#### Problem
Begin with the line containing "For every instance of the submerged" and copy each line exactly through the last line of the entries, inclusive.

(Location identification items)
Begin
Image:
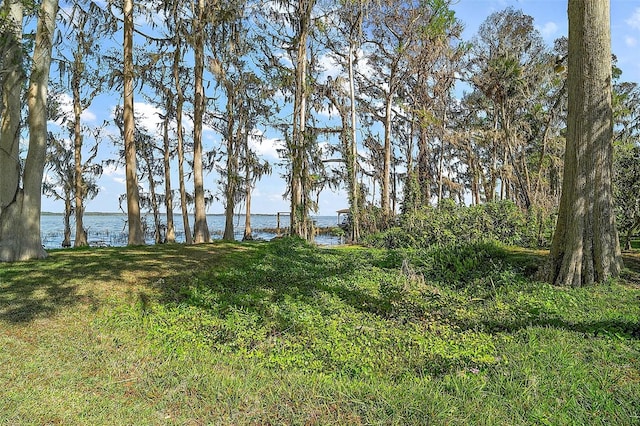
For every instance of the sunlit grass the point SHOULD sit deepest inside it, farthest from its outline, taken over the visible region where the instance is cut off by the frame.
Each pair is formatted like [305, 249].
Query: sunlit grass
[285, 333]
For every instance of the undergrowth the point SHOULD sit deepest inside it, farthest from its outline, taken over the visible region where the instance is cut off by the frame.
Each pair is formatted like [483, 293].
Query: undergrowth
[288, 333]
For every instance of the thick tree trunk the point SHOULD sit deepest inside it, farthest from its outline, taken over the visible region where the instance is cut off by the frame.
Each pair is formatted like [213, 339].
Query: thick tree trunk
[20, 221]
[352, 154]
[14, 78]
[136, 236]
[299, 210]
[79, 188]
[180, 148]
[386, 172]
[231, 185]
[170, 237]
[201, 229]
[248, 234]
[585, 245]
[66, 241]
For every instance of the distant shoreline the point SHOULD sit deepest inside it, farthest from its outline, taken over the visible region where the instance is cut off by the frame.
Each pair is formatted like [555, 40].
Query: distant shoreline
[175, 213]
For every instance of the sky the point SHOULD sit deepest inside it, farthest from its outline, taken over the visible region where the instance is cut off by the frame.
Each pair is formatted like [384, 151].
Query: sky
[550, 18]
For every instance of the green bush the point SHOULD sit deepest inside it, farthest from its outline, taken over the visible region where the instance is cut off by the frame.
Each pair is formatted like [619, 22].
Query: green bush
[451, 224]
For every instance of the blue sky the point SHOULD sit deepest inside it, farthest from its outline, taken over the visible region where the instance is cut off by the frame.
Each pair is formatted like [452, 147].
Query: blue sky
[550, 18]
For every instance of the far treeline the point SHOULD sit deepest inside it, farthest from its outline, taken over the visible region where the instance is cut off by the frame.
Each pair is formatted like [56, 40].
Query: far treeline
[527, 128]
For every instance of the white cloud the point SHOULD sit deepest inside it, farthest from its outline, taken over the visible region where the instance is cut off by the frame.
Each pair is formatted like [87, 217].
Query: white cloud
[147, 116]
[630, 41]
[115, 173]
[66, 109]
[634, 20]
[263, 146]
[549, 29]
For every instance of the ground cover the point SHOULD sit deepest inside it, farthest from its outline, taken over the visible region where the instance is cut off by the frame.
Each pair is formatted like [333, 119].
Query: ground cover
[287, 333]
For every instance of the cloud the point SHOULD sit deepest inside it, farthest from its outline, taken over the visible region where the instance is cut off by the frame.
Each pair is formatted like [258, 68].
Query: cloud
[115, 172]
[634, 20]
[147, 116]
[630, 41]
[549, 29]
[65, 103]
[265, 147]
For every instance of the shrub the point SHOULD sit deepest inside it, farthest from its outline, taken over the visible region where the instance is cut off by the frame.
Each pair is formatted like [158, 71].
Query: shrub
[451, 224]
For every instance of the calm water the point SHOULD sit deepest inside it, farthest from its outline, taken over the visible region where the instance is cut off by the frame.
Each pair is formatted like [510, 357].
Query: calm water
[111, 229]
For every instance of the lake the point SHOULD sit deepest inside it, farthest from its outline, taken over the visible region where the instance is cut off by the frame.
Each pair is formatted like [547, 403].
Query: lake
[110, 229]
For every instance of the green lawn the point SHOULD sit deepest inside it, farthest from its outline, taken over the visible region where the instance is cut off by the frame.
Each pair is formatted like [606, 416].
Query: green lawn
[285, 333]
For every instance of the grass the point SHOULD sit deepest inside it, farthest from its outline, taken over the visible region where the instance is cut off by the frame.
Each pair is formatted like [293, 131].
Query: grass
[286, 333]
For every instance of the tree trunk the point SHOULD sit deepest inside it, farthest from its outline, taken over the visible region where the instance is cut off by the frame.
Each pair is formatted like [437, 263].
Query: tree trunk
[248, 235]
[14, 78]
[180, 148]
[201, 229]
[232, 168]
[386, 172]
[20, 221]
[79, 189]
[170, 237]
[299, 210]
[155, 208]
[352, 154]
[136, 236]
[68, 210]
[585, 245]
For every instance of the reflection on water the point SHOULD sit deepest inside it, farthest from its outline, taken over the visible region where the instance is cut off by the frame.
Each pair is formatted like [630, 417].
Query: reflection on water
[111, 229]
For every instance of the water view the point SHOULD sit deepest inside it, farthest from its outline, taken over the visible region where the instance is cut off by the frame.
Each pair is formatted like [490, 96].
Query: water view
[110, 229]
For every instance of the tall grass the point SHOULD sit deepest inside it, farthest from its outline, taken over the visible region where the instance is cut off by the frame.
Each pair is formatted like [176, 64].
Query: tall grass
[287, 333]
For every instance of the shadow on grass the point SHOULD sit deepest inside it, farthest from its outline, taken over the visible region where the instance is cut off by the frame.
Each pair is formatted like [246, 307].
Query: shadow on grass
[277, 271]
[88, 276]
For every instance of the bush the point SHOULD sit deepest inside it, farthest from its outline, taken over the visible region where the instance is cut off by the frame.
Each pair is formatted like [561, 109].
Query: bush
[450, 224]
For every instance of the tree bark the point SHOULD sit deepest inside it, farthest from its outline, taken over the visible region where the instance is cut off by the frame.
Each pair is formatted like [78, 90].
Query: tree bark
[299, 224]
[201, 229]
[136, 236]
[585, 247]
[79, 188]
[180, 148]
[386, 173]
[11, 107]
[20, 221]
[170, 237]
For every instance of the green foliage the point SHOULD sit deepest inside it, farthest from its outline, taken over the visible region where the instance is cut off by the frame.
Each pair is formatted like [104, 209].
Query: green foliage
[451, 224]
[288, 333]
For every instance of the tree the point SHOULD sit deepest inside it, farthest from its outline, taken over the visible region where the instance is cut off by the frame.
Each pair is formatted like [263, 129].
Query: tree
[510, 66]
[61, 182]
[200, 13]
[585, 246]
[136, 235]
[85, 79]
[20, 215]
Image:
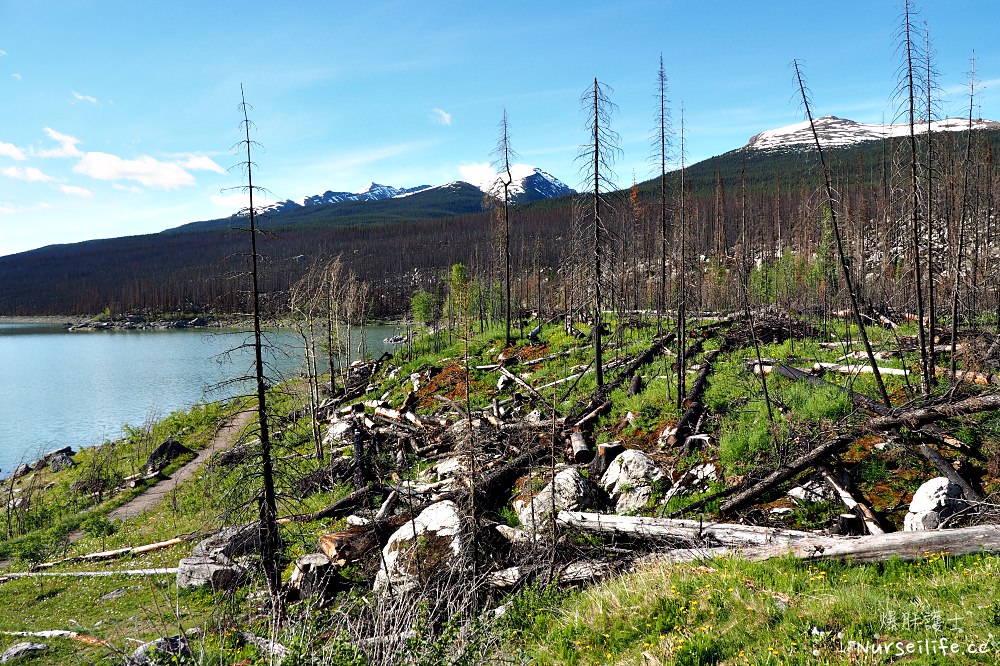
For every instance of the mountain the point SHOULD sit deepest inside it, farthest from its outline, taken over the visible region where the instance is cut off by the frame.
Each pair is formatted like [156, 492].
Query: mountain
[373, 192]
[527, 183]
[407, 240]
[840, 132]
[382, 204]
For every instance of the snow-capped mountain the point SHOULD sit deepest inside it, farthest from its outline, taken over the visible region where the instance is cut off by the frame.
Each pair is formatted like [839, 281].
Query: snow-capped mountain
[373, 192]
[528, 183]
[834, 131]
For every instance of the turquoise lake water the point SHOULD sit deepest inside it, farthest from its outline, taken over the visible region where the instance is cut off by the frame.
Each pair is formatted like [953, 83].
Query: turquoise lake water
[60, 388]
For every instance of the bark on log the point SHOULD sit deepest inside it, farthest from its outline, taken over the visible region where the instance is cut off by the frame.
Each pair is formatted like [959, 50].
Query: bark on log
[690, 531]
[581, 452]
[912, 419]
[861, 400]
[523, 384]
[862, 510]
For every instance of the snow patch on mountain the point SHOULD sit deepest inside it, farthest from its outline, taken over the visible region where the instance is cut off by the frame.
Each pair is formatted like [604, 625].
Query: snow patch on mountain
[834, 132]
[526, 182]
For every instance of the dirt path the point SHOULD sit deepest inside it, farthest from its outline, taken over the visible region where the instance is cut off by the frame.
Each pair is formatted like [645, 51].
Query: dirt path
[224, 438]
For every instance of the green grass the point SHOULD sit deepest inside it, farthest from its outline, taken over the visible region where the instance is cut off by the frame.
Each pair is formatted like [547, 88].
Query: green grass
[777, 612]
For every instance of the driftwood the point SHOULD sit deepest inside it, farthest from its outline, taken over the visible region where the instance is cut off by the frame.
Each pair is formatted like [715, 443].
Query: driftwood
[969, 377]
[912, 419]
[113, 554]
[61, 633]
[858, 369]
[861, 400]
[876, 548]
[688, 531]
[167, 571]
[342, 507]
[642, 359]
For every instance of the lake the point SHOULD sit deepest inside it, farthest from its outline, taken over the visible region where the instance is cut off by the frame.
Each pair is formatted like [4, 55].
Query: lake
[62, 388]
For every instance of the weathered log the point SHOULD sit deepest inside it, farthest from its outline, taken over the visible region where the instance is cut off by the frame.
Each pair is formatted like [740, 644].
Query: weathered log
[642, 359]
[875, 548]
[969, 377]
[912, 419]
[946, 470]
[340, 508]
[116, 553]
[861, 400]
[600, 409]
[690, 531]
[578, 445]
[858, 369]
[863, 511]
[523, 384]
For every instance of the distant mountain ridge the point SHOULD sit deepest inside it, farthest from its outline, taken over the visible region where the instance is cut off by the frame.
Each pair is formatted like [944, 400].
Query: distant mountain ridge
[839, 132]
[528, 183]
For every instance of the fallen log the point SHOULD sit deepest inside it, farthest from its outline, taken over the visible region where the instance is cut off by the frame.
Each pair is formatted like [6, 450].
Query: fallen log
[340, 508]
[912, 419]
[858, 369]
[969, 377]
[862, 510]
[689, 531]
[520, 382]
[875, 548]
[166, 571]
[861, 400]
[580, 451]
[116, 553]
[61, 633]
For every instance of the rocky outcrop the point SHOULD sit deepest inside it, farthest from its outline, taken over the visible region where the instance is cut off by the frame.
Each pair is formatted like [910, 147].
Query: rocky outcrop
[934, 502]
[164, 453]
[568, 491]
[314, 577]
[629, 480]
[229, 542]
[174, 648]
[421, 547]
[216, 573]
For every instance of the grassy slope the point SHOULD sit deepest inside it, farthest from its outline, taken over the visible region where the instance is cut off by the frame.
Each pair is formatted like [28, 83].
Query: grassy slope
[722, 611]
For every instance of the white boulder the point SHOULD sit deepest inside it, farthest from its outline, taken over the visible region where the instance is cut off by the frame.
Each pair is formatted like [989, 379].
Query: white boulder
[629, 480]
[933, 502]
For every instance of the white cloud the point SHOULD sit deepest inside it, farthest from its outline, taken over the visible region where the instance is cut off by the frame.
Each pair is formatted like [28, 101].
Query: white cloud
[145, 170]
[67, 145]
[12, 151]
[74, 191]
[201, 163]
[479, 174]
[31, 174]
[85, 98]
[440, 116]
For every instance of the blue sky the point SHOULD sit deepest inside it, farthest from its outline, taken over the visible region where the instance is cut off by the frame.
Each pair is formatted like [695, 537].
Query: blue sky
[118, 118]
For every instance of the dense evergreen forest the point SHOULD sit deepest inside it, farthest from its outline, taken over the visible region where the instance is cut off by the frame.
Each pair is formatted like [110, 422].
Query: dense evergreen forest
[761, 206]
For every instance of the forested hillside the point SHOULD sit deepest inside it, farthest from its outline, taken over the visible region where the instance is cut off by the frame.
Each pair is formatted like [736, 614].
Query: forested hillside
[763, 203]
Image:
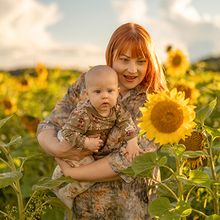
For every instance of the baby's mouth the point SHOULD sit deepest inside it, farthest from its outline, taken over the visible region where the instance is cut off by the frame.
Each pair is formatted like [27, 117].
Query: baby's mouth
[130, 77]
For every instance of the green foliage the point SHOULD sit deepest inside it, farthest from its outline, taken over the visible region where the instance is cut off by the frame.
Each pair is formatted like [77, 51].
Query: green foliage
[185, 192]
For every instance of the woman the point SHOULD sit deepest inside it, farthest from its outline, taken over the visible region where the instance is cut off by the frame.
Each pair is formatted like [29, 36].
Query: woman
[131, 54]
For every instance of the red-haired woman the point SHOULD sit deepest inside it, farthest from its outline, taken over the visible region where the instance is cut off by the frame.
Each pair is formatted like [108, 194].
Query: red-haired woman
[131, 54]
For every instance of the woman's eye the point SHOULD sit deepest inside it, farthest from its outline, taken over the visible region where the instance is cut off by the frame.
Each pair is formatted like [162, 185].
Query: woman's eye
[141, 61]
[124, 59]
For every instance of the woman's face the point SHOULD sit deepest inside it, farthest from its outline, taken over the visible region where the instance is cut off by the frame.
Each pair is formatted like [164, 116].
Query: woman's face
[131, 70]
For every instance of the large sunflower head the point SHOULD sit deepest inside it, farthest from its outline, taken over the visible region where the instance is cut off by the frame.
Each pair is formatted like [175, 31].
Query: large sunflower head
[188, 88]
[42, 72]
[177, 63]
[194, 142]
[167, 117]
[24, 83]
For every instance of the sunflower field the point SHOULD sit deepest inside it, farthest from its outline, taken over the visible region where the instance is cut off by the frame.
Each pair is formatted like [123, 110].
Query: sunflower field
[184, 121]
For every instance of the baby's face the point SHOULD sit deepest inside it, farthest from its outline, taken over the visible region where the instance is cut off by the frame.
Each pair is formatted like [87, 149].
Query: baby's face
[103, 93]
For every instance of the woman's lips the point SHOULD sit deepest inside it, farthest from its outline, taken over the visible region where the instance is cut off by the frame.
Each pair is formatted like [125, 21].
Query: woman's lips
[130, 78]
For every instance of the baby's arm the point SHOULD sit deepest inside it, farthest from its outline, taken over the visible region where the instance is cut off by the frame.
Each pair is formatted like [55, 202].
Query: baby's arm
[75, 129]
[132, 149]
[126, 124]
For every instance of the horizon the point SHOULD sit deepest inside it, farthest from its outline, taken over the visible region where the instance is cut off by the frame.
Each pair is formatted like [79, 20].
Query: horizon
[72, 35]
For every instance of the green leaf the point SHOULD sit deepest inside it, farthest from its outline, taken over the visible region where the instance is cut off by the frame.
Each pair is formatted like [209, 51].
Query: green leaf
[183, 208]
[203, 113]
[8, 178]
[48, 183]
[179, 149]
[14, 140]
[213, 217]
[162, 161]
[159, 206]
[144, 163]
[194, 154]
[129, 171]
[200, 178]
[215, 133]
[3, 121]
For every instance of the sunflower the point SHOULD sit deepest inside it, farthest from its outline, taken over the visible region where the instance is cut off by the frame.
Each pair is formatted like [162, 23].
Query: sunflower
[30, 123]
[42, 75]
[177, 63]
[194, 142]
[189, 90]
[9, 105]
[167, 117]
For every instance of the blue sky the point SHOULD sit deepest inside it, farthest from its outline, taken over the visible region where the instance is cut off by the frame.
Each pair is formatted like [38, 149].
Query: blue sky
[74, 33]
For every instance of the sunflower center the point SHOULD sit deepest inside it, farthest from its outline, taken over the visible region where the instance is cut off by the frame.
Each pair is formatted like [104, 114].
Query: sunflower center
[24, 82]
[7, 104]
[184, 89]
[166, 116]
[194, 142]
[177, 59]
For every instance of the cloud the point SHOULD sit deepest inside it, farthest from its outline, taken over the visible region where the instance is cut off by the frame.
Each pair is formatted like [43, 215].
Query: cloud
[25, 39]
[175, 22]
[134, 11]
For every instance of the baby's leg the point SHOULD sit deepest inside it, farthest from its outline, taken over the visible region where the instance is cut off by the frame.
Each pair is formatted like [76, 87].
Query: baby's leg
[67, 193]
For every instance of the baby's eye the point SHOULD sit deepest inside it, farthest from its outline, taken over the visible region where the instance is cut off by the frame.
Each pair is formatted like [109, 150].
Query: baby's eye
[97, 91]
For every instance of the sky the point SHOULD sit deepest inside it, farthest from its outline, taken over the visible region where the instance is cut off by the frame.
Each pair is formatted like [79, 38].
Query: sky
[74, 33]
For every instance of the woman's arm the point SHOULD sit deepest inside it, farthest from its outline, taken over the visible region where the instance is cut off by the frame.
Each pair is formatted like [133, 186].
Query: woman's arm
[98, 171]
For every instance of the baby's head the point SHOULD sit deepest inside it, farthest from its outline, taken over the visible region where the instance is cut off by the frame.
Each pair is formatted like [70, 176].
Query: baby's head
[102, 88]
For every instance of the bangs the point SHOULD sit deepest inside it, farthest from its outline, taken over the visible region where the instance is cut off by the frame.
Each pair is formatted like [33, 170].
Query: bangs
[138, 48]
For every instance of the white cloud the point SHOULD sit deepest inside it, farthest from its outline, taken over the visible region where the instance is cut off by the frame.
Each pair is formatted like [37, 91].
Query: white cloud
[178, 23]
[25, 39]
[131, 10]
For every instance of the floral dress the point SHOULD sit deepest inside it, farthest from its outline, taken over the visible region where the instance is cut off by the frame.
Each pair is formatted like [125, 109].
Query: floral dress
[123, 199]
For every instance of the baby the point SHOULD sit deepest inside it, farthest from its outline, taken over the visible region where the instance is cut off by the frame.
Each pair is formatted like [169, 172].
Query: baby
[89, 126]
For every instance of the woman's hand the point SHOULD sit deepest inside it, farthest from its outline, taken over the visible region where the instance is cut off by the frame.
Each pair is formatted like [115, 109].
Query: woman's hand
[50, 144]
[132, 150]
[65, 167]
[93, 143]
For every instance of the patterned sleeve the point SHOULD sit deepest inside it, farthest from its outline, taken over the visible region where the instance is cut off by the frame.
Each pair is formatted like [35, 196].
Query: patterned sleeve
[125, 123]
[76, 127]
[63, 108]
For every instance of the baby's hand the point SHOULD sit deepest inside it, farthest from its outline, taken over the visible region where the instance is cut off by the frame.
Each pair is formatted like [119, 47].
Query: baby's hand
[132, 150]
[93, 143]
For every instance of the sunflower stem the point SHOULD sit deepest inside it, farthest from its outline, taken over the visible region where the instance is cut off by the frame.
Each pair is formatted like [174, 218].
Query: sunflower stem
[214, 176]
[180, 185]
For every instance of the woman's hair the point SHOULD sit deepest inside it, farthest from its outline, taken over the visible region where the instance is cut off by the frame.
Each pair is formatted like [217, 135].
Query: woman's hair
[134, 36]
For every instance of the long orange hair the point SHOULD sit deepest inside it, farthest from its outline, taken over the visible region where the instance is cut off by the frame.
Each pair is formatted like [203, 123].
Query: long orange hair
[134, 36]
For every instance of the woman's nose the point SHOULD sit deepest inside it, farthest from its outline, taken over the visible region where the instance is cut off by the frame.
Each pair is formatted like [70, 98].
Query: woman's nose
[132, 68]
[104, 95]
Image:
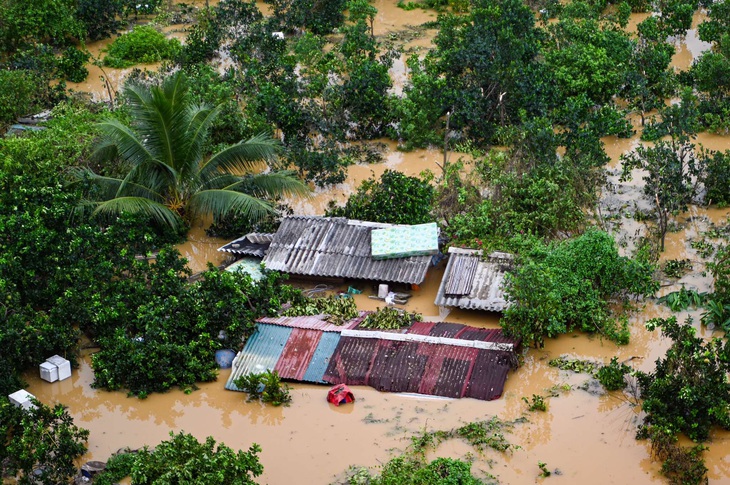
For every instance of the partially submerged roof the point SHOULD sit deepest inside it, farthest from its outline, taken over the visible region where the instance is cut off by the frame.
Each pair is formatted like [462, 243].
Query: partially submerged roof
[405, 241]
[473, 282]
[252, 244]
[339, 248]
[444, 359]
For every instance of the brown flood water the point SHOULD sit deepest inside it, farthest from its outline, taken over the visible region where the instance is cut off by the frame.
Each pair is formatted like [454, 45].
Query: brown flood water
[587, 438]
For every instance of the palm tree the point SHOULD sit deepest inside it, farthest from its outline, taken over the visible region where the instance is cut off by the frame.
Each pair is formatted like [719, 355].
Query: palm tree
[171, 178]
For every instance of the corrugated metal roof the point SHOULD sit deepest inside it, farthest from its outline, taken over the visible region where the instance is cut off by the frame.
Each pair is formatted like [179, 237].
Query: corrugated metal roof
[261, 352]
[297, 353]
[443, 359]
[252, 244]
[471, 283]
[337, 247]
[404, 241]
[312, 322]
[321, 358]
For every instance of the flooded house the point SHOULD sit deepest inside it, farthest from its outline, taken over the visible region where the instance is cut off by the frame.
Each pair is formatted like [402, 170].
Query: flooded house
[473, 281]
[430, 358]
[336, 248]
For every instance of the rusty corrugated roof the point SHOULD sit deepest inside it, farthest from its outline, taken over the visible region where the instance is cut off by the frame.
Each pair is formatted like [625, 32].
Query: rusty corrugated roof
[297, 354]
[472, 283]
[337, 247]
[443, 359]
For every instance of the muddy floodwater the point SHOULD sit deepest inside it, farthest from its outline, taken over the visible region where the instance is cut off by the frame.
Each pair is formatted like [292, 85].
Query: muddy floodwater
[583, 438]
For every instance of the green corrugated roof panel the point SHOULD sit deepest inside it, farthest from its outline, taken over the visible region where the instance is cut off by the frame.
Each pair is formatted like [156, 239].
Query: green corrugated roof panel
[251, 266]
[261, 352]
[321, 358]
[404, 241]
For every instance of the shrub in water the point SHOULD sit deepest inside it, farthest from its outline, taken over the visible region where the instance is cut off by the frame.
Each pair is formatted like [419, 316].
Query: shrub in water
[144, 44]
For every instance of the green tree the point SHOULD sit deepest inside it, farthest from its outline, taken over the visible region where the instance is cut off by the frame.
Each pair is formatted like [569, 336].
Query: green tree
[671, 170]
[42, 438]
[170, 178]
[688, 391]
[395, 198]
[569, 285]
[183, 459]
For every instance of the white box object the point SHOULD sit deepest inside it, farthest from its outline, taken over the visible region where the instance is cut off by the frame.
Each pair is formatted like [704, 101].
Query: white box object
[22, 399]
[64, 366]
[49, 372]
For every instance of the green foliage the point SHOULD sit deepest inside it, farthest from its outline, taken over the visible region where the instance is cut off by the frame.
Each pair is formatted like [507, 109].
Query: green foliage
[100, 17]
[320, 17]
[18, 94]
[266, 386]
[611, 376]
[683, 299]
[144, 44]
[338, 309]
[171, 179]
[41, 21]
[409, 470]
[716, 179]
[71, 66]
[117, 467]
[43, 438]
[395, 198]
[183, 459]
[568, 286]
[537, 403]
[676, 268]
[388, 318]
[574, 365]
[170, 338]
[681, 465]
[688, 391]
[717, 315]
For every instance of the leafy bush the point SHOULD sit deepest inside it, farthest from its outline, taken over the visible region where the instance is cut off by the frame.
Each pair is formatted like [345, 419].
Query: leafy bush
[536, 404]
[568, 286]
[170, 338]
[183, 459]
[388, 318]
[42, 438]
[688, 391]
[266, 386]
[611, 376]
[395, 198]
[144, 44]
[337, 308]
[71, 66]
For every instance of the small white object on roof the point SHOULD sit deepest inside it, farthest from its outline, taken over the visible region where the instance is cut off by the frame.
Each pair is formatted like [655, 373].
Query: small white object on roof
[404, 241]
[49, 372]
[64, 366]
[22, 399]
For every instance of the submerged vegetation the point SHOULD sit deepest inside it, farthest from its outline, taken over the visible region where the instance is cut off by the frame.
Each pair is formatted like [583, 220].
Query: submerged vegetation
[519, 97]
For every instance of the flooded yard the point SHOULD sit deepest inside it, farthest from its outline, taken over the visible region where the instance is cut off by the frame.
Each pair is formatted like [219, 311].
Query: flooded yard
End
#### Reply
For every instance of the submerged vegetation the point SHOULD sit deepest inside it, farthest from its outline, taken over the visible region where the instance is cut off by the frame.
Each pair is formatted like [583, 220].
Query: submerged vegetation
[519, 97]
For every instance of the flooded yard the point SHOULD sit deepest inside it, farthest from its outline, taken over the visible region where the instance is cut off by the frame.
Each pair is formatted like [219, 311].
Query: flooded yard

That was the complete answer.